Work required
Reproduce the records exactly.

** begin Available data **

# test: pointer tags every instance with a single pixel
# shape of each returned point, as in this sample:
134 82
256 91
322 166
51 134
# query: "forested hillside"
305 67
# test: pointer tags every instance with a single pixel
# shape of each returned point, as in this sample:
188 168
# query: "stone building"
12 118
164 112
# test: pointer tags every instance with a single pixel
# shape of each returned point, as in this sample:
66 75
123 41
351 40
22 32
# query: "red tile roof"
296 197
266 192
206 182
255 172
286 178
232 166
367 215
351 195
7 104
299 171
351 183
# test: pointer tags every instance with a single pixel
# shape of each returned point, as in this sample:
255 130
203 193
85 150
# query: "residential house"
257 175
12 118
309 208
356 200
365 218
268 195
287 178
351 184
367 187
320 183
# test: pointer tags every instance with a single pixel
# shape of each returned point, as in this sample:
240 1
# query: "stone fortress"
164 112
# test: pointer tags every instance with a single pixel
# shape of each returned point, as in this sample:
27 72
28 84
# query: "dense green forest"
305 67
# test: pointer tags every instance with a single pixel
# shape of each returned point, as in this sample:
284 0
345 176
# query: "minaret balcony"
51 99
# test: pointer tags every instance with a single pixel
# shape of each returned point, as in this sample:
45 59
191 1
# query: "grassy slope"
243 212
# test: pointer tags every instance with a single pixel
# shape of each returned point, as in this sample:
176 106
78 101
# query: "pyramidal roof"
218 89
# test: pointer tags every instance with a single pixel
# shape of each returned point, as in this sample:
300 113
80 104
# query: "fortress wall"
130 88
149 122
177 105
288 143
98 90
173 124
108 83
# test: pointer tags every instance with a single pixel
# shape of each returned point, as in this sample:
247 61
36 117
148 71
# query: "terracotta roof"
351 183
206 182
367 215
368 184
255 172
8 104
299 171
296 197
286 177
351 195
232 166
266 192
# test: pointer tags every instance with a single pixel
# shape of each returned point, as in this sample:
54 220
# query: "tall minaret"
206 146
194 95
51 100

** end Available data **

Finished task
# test: pointer tags every instance with a single pixel
# shape of each returned point, as in this sample:
134 82
256 91
322 166
51 134
# query: "forested hillside"
305 67
# test: pointer tags every instance with a single pixel
# shape of each returned point, as in this sample:
188 168
# query: "stone building"
12 118
164 112
# test: pointer tags every instance with a single pixel
# shape of each returned point, as in this sample:
66 75
123 41
351 40
22 32
# query: "red tile roof"
296 197
266 192
206 182
255 172
286 178
232 166
367 215
351 195
7 104
299 171
351 183
# test: pointer tags every instance with a single pixel
# shape of each returned point, as in this sample:
255 130
203 193
85 150
# query: "residential house"
257 175
12 118
309 208
356 200
365 218
268 195
287 178
351 184
367 187
320 183
# test: pointer tags every instance with a single pixel
# shape of each returned point, as in this sample:
240 1
# query: "stone fortress"
164 112
# test: pointer tags every instance with a single pixel
# shape of each returned point, as in this sample:
27 72
28 84
# query: "dense green forest"
305 67
# test: pointer tags every instance with a single pixel
# shape of each returned point, as in this sample:
284 0
345 176
# query: "minaret balcony"
51 99
# test: pointer tags every instance with a single pixel
# shape of each returned point, as in this sample:
45 59
191 1
# query: "grassy slope"
243 212
# test: pointer tags every instance with a single pixel
# shape of each returned point, as in this sample:
176 106
78 101
# query: "pyramidal roof"
218 89
# test: pointer tags every instance with a single pixel
# shape of each returned point, as in this sample:
300 113
80 104
# query: "fortress wall"
130 88
149 122
177 105
288 143
98 90
173 124
108 83
# test: pointer tags every instance with a single pixel
# shape of each returned point, as in this sample:
247 61
36 117
148 71
# query: "terracotta roof"
351 183
206 182
367 215
368 184
255 172
8 104
299 171
296 197
286 177
351 195
232 166
266 192
# test: pointer tags every instance with a single pixel
# shape of each returned point, as in this sample:
54 220
# query: "tall minaret"
206 146
194 95
51 100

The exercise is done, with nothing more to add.